# Exercise description:
Pull out every line in the records below that contains the string "blurred", treating uppercase and lowercase as different.

────────────────────

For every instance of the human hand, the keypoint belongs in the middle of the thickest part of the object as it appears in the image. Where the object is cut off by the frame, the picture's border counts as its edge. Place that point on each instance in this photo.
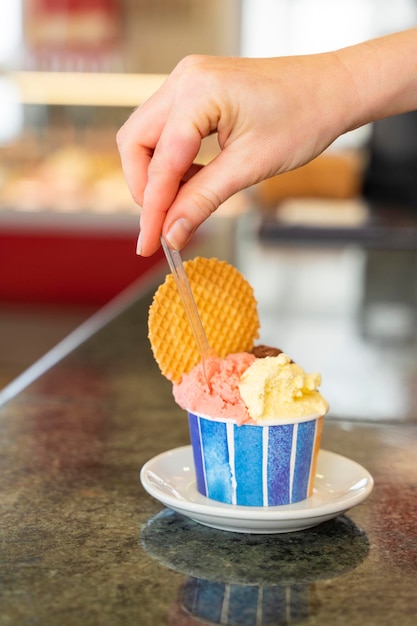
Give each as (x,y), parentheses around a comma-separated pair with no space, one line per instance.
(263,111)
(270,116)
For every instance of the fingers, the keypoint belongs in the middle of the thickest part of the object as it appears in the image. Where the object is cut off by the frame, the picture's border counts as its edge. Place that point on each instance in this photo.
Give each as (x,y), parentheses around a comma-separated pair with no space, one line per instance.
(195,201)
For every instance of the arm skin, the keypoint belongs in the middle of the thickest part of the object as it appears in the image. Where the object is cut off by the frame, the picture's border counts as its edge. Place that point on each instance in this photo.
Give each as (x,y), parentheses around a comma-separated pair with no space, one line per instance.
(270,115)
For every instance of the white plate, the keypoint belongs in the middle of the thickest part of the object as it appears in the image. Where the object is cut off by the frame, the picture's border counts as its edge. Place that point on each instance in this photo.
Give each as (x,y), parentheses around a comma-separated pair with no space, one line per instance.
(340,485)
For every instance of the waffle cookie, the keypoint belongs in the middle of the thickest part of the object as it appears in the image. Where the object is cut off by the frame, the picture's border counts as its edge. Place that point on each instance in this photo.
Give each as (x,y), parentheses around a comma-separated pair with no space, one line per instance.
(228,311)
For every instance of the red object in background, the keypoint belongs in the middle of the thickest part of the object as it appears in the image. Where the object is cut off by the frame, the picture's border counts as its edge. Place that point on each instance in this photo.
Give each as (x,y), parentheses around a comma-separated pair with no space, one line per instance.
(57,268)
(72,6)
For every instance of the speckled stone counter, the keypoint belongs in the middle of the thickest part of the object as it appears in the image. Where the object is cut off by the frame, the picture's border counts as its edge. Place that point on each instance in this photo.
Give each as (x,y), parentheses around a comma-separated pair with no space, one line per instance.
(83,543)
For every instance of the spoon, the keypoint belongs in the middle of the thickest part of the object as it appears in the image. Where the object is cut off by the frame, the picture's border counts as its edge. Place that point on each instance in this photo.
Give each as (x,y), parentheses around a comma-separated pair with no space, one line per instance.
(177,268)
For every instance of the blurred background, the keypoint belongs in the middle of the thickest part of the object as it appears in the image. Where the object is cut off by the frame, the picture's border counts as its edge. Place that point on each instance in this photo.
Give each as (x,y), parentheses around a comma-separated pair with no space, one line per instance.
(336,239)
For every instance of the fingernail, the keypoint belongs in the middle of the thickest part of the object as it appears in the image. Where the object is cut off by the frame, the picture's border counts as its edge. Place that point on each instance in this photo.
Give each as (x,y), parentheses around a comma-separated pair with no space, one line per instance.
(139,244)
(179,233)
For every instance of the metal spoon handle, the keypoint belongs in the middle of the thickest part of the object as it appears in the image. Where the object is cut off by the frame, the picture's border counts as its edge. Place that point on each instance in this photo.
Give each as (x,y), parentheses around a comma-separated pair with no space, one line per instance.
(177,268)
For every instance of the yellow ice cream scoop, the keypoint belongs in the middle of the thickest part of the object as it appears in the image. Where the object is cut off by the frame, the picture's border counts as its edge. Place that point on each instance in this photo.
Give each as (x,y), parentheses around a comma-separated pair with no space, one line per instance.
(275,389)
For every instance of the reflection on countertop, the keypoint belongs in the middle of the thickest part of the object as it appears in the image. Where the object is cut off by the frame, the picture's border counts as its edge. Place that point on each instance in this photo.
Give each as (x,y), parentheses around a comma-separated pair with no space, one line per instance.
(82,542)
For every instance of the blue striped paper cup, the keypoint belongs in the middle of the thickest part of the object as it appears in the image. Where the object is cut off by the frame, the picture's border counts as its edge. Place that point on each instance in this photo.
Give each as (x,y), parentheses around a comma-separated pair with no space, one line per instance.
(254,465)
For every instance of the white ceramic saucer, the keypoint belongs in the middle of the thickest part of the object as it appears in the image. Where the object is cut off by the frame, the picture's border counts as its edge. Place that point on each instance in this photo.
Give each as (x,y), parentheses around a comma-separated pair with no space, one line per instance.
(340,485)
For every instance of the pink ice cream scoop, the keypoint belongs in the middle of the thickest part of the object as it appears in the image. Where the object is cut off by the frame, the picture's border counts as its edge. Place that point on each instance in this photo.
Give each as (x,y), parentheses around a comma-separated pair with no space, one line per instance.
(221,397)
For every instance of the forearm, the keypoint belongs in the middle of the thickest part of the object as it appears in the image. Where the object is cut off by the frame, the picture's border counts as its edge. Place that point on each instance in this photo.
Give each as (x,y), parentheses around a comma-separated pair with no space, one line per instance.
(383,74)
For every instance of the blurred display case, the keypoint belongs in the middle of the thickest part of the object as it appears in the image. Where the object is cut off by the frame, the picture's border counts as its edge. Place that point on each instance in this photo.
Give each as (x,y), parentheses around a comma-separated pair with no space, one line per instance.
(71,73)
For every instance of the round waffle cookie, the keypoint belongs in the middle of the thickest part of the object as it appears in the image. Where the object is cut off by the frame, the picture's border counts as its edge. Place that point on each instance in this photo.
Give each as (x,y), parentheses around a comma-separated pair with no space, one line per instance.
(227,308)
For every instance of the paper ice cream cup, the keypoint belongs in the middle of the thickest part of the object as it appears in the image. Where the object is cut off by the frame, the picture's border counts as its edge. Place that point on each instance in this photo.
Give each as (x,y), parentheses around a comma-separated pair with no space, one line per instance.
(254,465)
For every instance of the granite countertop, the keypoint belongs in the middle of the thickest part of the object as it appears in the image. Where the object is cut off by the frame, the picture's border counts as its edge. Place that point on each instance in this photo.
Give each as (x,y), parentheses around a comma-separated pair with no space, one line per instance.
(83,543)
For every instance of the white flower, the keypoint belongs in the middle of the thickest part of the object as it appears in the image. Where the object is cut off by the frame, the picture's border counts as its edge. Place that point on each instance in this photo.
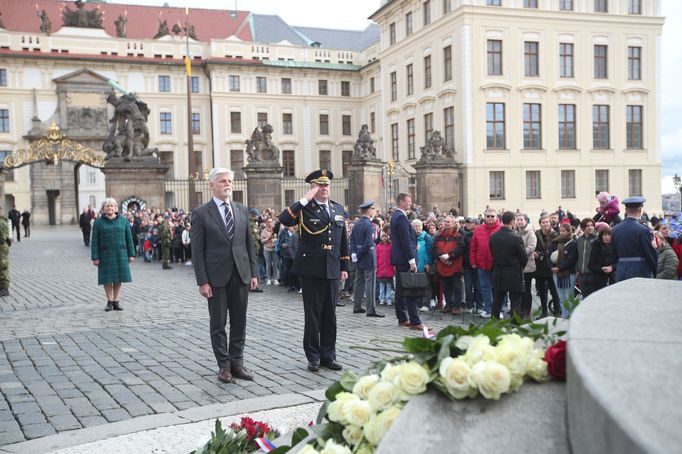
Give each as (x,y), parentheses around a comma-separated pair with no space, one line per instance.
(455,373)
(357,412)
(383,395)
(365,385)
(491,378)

────────────────────

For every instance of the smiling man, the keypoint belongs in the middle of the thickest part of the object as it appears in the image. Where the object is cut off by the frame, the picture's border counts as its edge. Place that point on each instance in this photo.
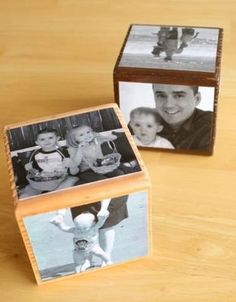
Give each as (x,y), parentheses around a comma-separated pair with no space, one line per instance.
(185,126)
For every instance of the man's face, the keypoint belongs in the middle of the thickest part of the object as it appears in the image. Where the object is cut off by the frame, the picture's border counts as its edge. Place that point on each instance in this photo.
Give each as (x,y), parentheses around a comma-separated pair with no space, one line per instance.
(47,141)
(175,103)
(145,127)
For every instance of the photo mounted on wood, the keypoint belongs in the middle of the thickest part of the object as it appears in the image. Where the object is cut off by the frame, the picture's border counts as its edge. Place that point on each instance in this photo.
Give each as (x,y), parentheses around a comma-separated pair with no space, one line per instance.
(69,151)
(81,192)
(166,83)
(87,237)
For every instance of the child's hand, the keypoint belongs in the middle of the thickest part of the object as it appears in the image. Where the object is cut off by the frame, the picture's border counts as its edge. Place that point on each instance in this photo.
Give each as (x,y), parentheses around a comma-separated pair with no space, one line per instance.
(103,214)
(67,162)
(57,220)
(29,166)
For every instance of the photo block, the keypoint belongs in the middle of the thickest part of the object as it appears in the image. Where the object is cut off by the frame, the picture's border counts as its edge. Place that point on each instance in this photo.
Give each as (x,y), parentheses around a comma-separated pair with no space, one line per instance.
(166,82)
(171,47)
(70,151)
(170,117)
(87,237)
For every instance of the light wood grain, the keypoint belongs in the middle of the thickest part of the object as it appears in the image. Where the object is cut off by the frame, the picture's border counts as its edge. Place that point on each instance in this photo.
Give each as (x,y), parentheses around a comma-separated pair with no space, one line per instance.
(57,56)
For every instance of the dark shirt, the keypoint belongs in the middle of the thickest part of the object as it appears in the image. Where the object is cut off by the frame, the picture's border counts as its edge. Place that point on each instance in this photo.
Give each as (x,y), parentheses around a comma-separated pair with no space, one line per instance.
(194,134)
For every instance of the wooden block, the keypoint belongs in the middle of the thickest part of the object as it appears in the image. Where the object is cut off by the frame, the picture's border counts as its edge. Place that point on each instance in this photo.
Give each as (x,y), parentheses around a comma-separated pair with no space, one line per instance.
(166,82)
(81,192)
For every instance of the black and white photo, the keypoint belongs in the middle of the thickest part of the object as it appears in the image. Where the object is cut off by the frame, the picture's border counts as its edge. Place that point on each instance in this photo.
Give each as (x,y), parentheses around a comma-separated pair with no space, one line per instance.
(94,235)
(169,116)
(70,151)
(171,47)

────────────────────

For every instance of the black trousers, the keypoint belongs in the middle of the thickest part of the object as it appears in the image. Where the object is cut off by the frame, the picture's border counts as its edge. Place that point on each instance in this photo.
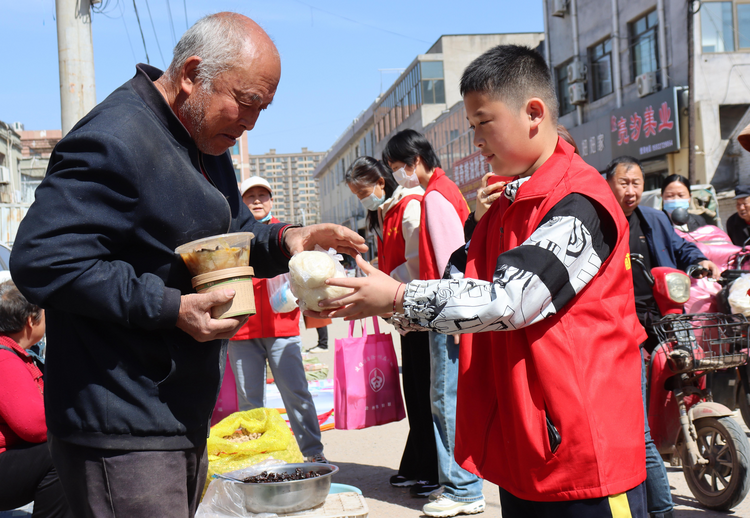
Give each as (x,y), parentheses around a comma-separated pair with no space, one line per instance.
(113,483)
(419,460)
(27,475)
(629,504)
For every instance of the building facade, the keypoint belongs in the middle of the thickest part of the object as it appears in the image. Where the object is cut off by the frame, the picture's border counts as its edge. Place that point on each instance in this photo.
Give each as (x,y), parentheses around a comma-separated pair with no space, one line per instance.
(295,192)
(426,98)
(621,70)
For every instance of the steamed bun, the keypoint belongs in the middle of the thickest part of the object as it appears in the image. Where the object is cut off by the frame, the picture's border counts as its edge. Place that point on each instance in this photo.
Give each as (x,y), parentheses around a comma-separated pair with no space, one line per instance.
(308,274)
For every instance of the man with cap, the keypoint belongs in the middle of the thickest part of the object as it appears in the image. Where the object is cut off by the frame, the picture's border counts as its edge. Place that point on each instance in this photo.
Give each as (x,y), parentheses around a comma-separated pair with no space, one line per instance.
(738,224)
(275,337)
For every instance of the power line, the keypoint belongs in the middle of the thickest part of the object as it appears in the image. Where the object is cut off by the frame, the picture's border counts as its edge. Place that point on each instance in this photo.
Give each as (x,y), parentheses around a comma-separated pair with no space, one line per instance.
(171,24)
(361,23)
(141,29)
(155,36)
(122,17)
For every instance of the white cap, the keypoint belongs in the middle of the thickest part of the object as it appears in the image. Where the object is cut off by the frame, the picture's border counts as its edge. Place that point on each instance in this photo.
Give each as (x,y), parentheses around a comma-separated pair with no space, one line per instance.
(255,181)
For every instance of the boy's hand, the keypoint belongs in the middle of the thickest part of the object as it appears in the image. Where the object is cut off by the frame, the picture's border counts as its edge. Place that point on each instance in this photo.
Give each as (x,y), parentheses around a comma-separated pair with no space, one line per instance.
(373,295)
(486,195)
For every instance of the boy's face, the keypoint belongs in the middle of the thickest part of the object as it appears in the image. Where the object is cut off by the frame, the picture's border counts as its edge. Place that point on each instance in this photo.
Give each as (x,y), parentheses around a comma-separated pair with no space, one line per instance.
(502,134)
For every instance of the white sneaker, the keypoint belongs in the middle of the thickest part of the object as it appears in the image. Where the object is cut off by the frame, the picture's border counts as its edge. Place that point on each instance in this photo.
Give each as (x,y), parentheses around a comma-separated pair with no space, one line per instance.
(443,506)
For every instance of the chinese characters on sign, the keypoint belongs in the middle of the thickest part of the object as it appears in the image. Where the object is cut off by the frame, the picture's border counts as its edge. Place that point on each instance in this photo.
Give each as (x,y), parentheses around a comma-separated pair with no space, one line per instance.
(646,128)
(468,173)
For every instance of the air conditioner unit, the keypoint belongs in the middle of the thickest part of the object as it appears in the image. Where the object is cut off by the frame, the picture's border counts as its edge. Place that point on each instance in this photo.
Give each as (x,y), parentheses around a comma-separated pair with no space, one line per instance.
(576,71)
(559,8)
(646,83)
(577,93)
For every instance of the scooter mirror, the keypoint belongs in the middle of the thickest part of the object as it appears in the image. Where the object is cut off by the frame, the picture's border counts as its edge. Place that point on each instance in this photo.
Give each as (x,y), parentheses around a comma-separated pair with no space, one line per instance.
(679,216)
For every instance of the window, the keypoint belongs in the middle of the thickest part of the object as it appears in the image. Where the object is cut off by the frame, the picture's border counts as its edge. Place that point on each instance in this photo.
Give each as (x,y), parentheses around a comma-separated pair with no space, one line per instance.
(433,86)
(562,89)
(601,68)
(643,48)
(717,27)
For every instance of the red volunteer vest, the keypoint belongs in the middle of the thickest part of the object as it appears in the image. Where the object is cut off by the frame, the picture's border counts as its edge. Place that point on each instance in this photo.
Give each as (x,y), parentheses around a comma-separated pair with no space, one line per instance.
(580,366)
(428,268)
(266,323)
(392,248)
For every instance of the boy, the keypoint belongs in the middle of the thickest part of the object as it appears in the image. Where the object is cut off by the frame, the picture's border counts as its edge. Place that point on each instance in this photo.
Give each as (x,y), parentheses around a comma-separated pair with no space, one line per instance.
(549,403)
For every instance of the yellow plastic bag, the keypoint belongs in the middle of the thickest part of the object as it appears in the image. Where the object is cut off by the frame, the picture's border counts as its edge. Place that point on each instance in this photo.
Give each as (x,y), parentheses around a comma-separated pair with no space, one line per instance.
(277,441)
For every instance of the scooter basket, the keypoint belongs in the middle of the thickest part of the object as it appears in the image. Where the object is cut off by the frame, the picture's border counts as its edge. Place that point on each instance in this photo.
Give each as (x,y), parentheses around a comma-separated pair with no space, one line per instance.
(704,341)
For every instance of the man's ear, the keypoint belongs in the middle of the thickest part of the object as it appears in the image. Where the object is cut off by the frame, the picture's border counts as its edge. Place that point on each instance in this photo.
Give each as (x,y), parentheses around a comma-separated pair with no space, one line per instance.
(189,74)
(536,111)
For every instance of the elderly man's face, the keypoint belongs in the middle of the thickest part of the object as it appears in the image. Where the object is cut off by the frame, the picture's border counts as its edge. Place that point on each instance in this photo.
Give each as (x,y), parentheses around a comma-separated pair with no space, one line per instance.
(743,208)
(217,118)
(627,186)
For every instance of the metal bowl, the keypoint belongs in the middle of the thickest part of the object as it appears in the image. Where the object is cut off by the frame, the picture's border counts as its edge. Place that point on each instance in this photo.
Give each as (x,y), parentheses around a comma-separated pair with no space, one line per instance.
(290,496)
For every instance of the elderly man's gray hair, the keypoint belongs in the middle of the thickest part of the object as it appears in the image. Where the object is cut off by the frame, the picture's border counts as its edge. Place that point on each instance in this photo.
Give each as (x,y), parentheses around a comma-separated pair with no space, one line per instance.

────────────────────

# Response:
For every instance of the blurred background, the keypoint belongs in the middle of the thickest part of the object as it appears in the image. Where the object is cut off by the frame, the picture's border counts as its edge. Place that point on each instance in this photo.
For every instance of the blurred display case, the keypoint belongs in the middle of the thickest part of the object as it appears in the image. Where the object is cut off by the frame, the picture's border counts as its edge. Place that point on each instance in this photo.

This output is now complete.